>> Start Records for this task
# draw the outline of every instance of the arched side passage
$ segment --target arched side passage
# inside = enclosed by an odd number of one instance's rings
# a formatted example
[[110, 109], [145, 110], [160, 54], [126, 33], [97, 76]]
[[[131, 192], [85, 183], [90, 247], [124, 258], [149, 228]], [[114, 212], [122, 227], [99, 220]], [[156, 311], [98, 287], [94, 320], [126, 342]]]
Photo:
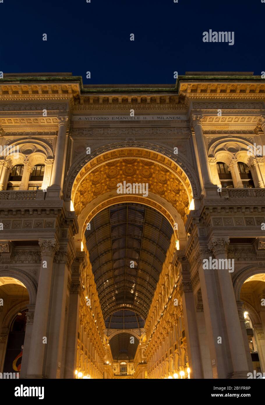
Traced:
[[235, 296], [237, 301], [240, 301], [240, 292], [246, 280], [251, 276], [259, 273], [265, 273], [265, 267], [263, 266], [248, 266], [237, 272], [232, 278]]
[[23, 283], [26, 288], [30, 297], [29, 305], [34, 305], [36, 303], [37, 284], [29, 274], [19, 269], [5, 265], [0, 266], [0, 277], [13, 277]]
[[[122, 149], [124, 150], [123, 152]], [[136, 156], [138, 158], [146, 159], [148, 156], [150, 156], [150, 154], [152, 153], [154, 161], [157, 161], [160, 164], [164, 164], [167, 168], [170, 170], [174, 165], [179, 168], [183, 171], [190, 184], [191, 194], [193, 198], [197, 198], [199, 195], [199, 183], [197, 176], [193, 168], [190, 166], [188, 162], [181, 154], [179, 154], [176, 157], [171, 151], [157, 144], [145, 142], [132, 144], [124, 142], [122, 145], [116, 143], [97, 148], [93, 151], [89, 156], [82, 156], [78, 160], [69, 170], [64, 183], [64, 195], [65, 200], [70, 200], [71, 199], [72, 192], [74, 192], [75, 181], [81, 171], [85, 170], [85, 171], [86, 165], [94, 159], [96, 159], [98, 164], [102, 164], [106, 161], [106, 159], [104, 158], [104, 156], [109, 155], [109, 158], [113, 160], [114, 158], [113, 153], [117, 153], [116, 158], [121, 158], [123, 156], [124, 158], [129, 158], [129, 151], [132, 149], [137, 150]], [[104, 151], [103, 153], [102, 150]], [[132, 155], [131, 153], [130, 154]], [[133, 155], [132, 157], [133, 157]], [[167, 161], [167, 163], [164, 163], [165, 161]]]

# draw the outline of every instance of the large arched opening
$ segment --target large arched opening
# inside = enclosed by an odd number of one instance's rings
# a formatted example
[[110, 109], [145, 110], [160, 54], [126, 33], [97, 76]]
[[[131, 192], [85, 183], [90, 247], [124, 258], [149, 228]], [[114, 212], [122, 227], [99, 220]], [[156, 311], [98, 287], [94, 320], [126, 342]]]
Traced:
[[[167, 262], [171, 260], [167, 257], [169, 252], [172, 258], [174, 250], [184, 248], [187, 239], [184, 224], [190, 210], [194, 208], [195, 183], [192, 179], [190, 181], [176, 161], [143, 148], [121, 147], [86, 160], [74, 179], [72, 174], [71, 180], [69, 173], [64, 192], [78, 216], [76, 246], [85, 252], [96, 287], [93, 296], [98, 298], [98, 303], [92, 303], [90, 307], [93, 316], [97, 322], [102, 311], [105, 327], [108, 319], [119, 311], [133, 311], [145, 322], [166, 259]], [[134, 191], [134, 185], [139, 184], [142, 188]], [[119, 192], [121, 185], [122, 191]], [[165, 276], [164, 289], [159, 293], [161, 310], [170, 300], [175, 275], [167, 271]], [[85, 294], [90, 299], [85, 278], [83, 278]], [[157, 311], [156, 315], [160, 316]], [[134, 378], [147, 377], [141, 347], [142, 342], [147, 343], [143, 329], [134, 353], [134, 359], [128, 358], [125, 352], [115, 355], [117, 358], [114, 359], [114, 350], [110, 344], [111, 341], [112, 345], [116, 342], [117, 347], [117, 342], [131, 340], [135, 344], [137, 338], [127, 339], [134, 338], [133, 329], [124, 328], [122, 333], [113, 330], [111, 336], [108, 335], [109, 330], [106, 335], [105, 331], [104, 341], [110, 349], [106, 364], [112, 363], [117, 374], [117, 362], [124, 361], [128, 375], [133, 372], [138, 376]], [[172, 350], [175, 349], [172, 347]], [[167, 361], [169, 364], [163, 375], [173, 372], [173, 352], [170, 354], [172, 358], [165, 360], [165, 364]], [[142, 371], [139, 371], [140, 368]]]

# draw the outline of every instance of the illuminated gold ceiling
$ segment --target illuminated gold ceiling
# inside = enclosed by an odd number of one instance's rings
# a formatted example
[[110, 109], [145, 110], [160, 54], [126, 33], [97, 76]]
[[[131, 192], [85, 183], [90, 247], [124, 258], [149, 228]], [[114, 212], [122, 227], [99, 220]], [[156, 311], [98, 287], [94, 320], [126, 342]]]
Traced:
[[185, 222], [185, 214], [189, 212], [189, 197], [187, 187], [179, 179], [181, 174], [179, 169], [177, 177], [164, 166], [143, 159], [121, 158], [108, 162], [91, 170], [80, 182], [74, 200], [76, 212], [78, 215], [93, 199], [117, 190], [118, 183], [125, 181], [148, 183], [148, 192], [172, 204]]

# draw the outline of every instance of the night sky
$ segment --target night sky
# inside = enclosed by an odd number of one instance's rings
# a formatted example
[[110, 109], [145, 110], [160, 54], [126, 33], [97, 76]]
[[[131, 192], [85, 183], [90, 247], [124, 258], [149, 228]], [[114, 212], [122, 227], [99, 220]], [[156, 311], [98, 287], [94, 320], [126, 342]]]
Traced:
[[[261, 0], [91, 1], [4, 0], [0, 70], [71, 72], [91, 84], [173, 84], [174, 71], [265, 71]], [[234, 45], [204, 43], [210, 29], [234, 32]]]

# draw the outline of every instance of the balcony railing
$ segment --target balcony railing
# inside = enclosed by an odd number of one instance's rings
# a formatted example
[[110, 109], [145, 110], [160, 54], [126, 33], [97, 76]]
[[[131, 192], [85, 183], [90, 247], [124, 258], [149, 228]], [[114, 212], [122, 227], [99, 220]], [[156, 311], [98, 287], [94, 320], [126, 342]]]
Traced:
[[265, 189], [264, 188], [227, 188], [226, 190], [229, 198], [265, 197]]
[[42, 190], [0, 191], [0, 201], [33, 201], [44, 200], [45, 193]]

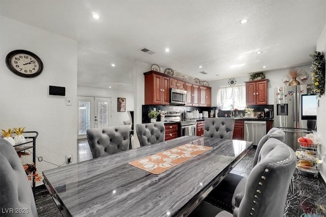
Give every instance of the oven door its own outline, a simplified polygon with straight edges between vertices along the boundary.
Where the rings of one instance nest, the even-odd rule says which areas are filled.
[[[181,137],[184,135],[197,135],[196,124],[181,126]]]

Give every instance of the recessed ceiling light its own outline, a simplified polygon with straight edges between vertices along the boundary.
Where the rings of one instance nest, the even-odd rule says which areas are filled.
[[[100,15],[99,15],[98,14],[97,14],[96,13],[92,13],[92,16],[93,17],[93,18],[96,19],[98,19],[101,18]]]
[[[240,24],[247,23],[248,22],[248,21],[249,21],[249,19],[248,18],[243,19],[240,20]]]

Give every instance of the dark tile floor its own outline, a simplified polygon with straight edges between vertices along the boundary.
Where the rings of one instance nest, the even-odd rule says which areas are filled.
[[[78,140],[77,143],[77,161],[92,159],[87,140]],[[249,151],[231,172],[248,177],[255,151]],[[296,171],[293,176],[294,193],[289,190],[284,216],[326,216],[326,185],[322,179],[310,174],[298,174]],[[62,216],[44,185],[37,187],[35,201],[39,216]]]

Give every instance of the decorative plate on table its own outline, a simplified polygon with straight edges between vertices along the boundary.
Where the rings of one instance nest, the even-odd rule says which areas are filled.
[[[173,69],[171,68],[167,68],[164,70],[164,74],[167,74],[168,75],[173,76],[174,74],[174,72],[173,71]]]
[[[194,78],[194,82],[195,82],[196,84],[200,84],[200,80],[199,79],[199,78]]]
[[[158,72],[161,72],[161,69],[159,68],[159,66],[158,66],[158,65],[157,64],[152,65],[152,66],[151,66],[151,70],[152,71],[155,71]]]

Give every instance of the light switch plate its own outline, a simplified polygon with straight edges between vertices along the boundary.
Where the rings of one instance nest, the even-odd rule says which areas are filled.
[[[66,105],[72,105],[72,99],[71,97],[66,97]]]

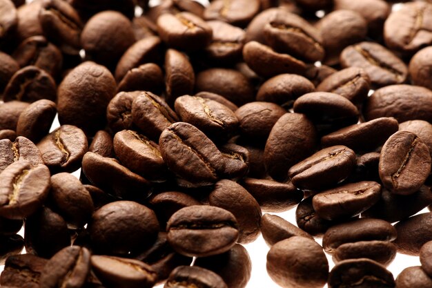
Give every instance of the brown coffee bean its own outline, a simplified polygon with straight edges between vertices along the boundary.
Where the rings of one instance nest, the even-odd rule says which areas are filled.
[[[46,263],[41,273],[41,288],[83,287],[90,272],[90,251],[79,246],[71,246],[57,252]]]
[[[197,266],[179,266],[173,270],[164,288],[180,288],[185,285],[202,288],[227,288],[219,276]]]
[[[363,68],[375,87],[405,82],[408,68],[385,47],[373,42],[361,42],[346,47],[340,55],[342,67]]]
[[[34,102],[41,99],[55,101],[57,86],[52,77],[45,70],[30,66],[14,74],[5,88],[5,102],[18,100]]]
[[[57,112],[52,101],[43,99],[33,102],[19,115],[17,135],[37,143],[48,133]]]
[[[330,271],[328,288],[355,287],[391,288],[395,280],[385,267],[366,258],[341,261]]]
[[[385,241],[358,241],[340,245],[333,256],[335,263],[347,259],[368,258],[389,266],[396,256],[396,247]]]
[[[345,180],[355,164],[353,151],[342,145],[333,146],[291,166],[288,175],[299,189],[322,191]]]
[[[289,210],[303,198],[303,192],[291,182],[279,183],[270,180],[245,178],[242,186],[257,200],[262,210],[267,212]]]
[[[261,232],[267,245],[293,236],[313,239],[312,236],[276,215],[264,214],[261,218]]]
[[[79,167],[88,143],[82,130],[72,125],[61,125],[45,136],[37,148],[51,171],[72,172]]]
[[[363,108],[367,121],[393,117],[399,123],[409,120],[432,122],[432,91],[424,87],[391,85],[375,90]]]
[[[95,133],[105,126],[106,107],[115,93],[115,81],[106,68],[91,61],[79,65],[59,86],[59,122]]]
[[[303,74],[306,70],[302,61],[288,54],[278,53],[255,41],[248,42],[243,48],[243,59],[255,73],[266,78],[282,73]]]
[[[108,255],[127,255],[146,249],[155,242],[159,231],[153,210],[132,201],[103,206],[93,213],[88,227],[93,249]]]
[[[239,224],[239,243],[253,242],[259,236],[261,208],[257,200],[239,184],[226,179],[217,182],[208,195],[208,203],[223,208],[235,216]]]
[[[119,288],[150,288],[157,274],[148,265],[133,259],[94,255],[92,269],[102,283]]]
[[[422,213],[396,223],[397,238],[393,243],[397,247],[397,252],[418,256],[422,246],[432,240],[431,219],[432,213]]]
[[[281,74],[270,78],[261,85],[257,101],[276,103],[291,107],[299,97],[313,92],[315,86],[307,79],[295,74]]]
[[[379,171],[384,186],[390,191],[412,194],[431,172],[429,149],[415,134],[396,132],[382,146]]]
[[[328,262],[315,240],[293,236],[271,247],[267,254],[267,272],[283,287],[318,288],[327,280]]]
[[[315,126],[304,115],[286,113],[279,118],[264,150],[268,174],[277,180],[286,179],[290,167],[313,153],[316,137]]]
[[[0,215],[22,219],[40,208],[50,190],[50,171],[43,164],[20,160],[0,173]]]
[[[177,211],[168,220],[166,230],[173,248],[188,256],[226,252],[239,237],[237,222],[230,212],[206,205],[189,206]]]
[[[345,243],[392,241],[397,236],[399,237],[396,230],[390,223],[380,219],[355,220],[330,227],[322,238],[322,247],[326,252],[333,254],[338,247]]]

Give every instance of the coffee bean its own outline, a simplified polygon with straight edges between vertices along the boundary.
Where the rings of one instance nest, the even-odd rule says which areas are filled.
[[[318,243],[293,236],[271,247],[267,253],[267,272],[282,287],[318,288],[327,281],[328,262]]]
[[[90,251],[79,246],[71,246],[60,250],[43,267],[39,287],[83,287],[90,272]]]
[[[92,269],[107,287],[150,288],[156,282],[156,272],[136,260],[94,255]]]
[[[390,191],[412,194],[431,172],[429,150],[415,134],[396,132],[382,146],[379,171],[383,185]]]
[[[170,274],[164,288],[181,287],[226,288],[222,278],[214,272],[197,266],[179,266]]]
[[[340,245],[333,254],[335,263],[347,259],[368,258],[389,266],[396,256],[396,247],[385,241],[359,241]]]
[[[188,256],[203,257],[226,252],[239,237],[235,217],[213,206],[189,206],[177,211],[168,220],[166,230],[173,248]]]
[[[313,239],[308,233],[304,231],[282,217],[264,214],[261,218],[261,232],[267,245],[274,244],[293,236]]]
[[[61,125],[37,144],[43,162],[54,172],[77,170],[88,147],[83,131],[72,125]]]
[[[394,240],[396,236],[399,237],[396,230],[390,223],[380,219],[355,220],[330,227],[322,238],[322,246],[326,252],[333,254],[345,243]]]
[[[94,250],[108,255],[127,255],[148,248],[159,231],[155,213],[132,201],[103,206],[93,213],[88,227]]]
[[[322,191],[345,180],[355,166],[355,153],[344,146],[324,148],[291,166],[288,175],[297,188]]]
[[[330,271],[328,288],[355,287],[391,288],[395,280],[386,267],[366,258],[341,261]]]
[[[346,47],[340,55],[344,68],[363,68],[375,87],[400,84],[406,80],[408,68],[389,50],[373,42],[361,42]]]

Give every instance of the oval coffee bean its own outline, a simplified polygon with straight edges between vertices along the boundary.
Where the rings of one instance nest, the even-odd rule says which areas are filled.
[[[50,171],[20,160],[0,173],[0,215],[23,219],[40,208],[50,191]]]
[[[382,146],[379,171],[384,186],[390,191],[412,194],[431,172],[429,149],[415,134],[398,131]]]
[[[224,280],[215,272],[197,266],[179,266],[170,274],[164,288],[182,287],[227,288]]]
[[[366,258],[341,261],[328,276],[328,288],[394,287],[391,272],[380,263]]]
[[[293,166],[288,174],[299,189],[322,191],[345,180],[355,164],[353,151],[342,145],[333,146]]]
[[[326,252],[333,254],[342,244],[357,241],[392,241],[399,236],[396,229],[380,219],[358,219],[333,226],[322,238]]]
[[[71,246],[57,252],[46,263],[41,273],[41,288],[68,287],[81,288],[90,272],[90,251]]]
[[[312,204],[323,219],[333,220],[359,215],[375,204],[381,196],[381,185],[363,181],[340,186],[313,196]]]
[[[358,241],[340,245],[333,254],[335,263],[347,259],[368,258],[389,266],[396,257],[396,247],[385,241]]]
[[[156,282],[156,271],[137,260],[94,255],[91,263],[95,273],[106,287],[150,288]]]
[[[271,247],[267,272],[284,288],[321,288],[327,281],[328,262],[315,240],[293,236]]]
[[[166,230],[173,248],[188,256],[226,252],[239,237],[235,217],[213,206],[189,206],[179,210],[168,220]]]

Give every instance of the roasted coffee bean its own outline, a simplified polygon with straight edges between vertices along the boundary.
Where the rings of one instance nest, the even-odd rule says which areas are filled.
>> End Records for this task
Instructions to follow:
Switch "outline" to "contour" in the rows starting at the line that contains "# draw the outline of every instance of the night" and ending at the line that contains "[[[181,137],[184,135],[197,135],[196,124],[181,126]]]", changing nothing else. Give back only those lines, with the pictures left out.

Answer to the problem:
# draw the contour of every instance of the night sky
$ segment --target night sky
# inside = enclosed by an odd number of one instance's rings
# a formatted example
[[110, 109], [145, 110], [160, 54], [126, 33], [97, 76]]
[[[131, 192], [85, 183], [90, 247], [124, 258], [149, 228]], [[114, 212], [122, 227], [99, 220]], [[156, 311], [98, 287], [94, 320], [126, 342]]]
Traced:
[[[261, 0], [91, 1], [4, 0], [0, 70], [71, 72], [91, 84], [173, 84], [174, 71], [265, 71]], [[234, 45], [204, 43], [210, 29], [234, 32]]]

# draw the contour of every instance of the balcony railing
$ segment --target balcony railing
# inside = enclosed by an odd number of one instance's rings
# a formatted example
[[110, 109], [145, 110], [160, 54], [126, 33], [97, 76]]
[[[131, 192], [85, 183], [90, 247], [124, 258], [149, 228]], [[114, 212], [122, 227], [99, 220]], [[156, 311], [98, 287], [94, 320], [126, 342]]]
Traced:
[[265, 189], [264, 188], [227, 188], [226, 190], [229, 198], [265, 197]]
[[42, 190], [0, 191], [0, 201], [33, 201], [44, 200], [45, 193]]

Give every instance of the oven door its own contour, a simplified polygon with straight edges between vertices along the boundary.
Where the rings of one instance nest, the even-odd rule says which areas are filled.
[[[181,137],[184,135],[197,135],[196,124],[181,126]]]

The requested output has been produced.